• _TEXT SEGMENT_:
········

Anyone with a penchant for red wine will know the feeling of horror as you watch a glass of its tip, seemingly in slow motion, and go splashing onto your pristine carpet below.
Household cleaning guru Shannon Lush feels a similar sense of horror when she hears of what most people do next.
Unfortunately, most people’s instinct is to do exactly the wrong thing,” explains Shannon.
People tend to reach for large amounts of hot water and soaps and detergents and scrubbing brushes and commercial cleaners and… Everything but the kitchen sink. Wrong, wrong, wrong.
Because each type of stain is different, there’s no universal solution. “If the stain contains any proteins, hot water will set it; if it contains an acid, soap will set it,” explains Shannon. Furthermore, “There are some stains where detergents, scrubbing brushes or commercial cleaners will also set the stain.”
See more: How to clean carpet in 3 steps
Shannon’s got some essential advice to help you avoid doing more harm than good.
- No matter what the stain is, remove as much moisture as possible using paper towel
- Never get a carpet very wet when you are cleaning, as this will leave brown watermarks
- The faster you get to a stain the easier it is to remove
- Use the appropriate solution depending on what the stain is made of
Which brings us to…
How to remove common stains from carpet
There are a million different kinds of stains (and thus solutions), but Shannon’s broken down some of the most common ones for us here.
For that dreaded fresh red wine stain, says Shannon, first place some paper towel down on the stain and stand on it. “Sprinkle the stain with bicarb soda (just a sprinkle, not a snow storm) and tap it with your fingers until it goes pale grey.
“Wring a cloth out tightly in white vinegar so that it’s only just damp and wipe from the outside of the stain towards the centre until all of the bicarb soda is gone. Repeat the process if necessary.”
“For fresh coffee or tea stains, dry with paper towel. Then take a cake of normal bathroom soap (not laundry soap or a transparent bar), dampen it lightly and scribble with it just like a crayon across the stain,” says Shannon. “Take a rolled up pair of damp pantyhose and rub from the outside of the stain towards the center until the stain is gone.”
“Blot the area first with the paper towel to remove the moisture and then sponge with a cloth wrung out tightly in white vinegar so that the carpet doesn’t become too wet,” says Shannon.
Cat owners take note: “The problem with cat urine is simply that most people don’t clean it all off,” she explains. Because cats can spray quite a distance, “it’s not the puddle you see – it’s the spray that you don’t [see] that creates the problem.”
To remove all the urine, turn detective and get hold of an ultraviolet light, recommends Shannon. Come night time, “turn all the lights off and shine the ultraviolet light around the room. The urine will fluoresce bright yellow and you can mark it with chalk so that you know where to clean.”
Depending on what the solid matter is, removing it is relatively simple – “so long as you don’t squash the solids into the carpet,” advises Shannon.
“Take two plastic combs and slide the combs’ teeth towards each other underneath the bristles of the carpet to lift the solid matter out of the carpet. For any residual staining, use the appropriate stain remover.”

········

• _CHECK YOUR UNDERSTANDING_:
1/ In the text on removing carpet stains, what does hot water do to a stain that contains proteins?
2/ List each piece of essential advice that the text on removing carpet stains gives for avoiding doing more harm than good.

Records drawn from a dataset:
········

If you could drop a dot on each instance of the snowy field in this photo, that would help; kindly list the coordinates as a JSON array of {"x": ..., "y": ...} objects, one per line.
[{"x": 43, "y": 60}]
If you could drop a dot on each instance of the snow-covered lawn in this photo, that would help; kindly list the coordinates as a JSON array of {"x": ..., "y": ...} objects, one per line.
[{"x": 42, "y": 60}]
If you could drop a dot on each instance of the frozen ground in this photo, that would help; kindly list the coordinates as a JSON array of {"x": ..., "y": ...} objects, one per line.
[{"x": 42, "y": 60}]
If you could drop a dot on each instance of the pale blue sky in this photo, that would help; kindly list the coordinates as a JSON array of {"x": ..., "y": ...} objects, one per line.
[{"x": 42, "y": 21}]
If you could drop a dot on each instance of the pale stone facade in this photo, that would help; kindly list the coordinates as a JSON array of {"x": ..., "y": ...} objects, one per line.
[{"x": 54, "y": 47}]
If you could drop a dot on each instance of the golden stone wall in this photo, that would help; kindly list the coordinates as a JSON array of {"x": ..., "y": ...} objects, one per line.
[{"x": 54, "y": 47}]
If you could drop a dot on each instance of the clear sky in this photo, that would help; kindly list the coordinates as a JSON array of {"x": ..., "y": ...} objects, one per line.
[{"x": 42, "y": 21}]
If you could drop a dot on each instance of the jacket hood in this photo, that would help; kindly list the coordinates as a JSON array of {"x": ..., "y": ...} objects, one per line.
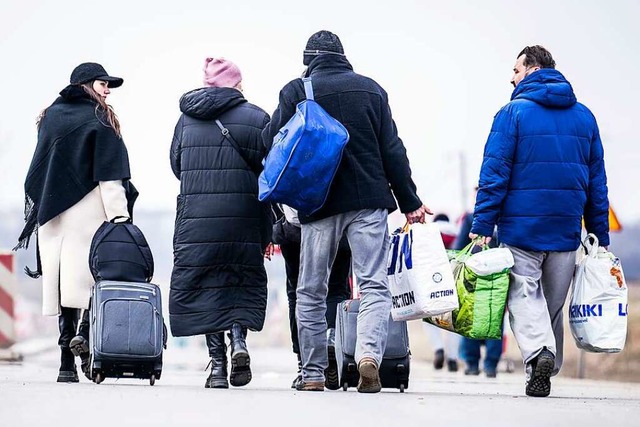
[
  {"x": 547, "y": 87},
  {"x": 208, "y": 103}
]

········

• _ANSWERS GIVEN_:
1/ Hot water sets the stain.

2/
- No matter what the stain is, remove as much moisture as possible using paper towel.
- Never get a carpet very wet when you are cleaning, as this will leave brown watermarks.
- The faster you get to a stain, the easier it is to remove.
- Use the appropriate solution depending on what the stain is made of.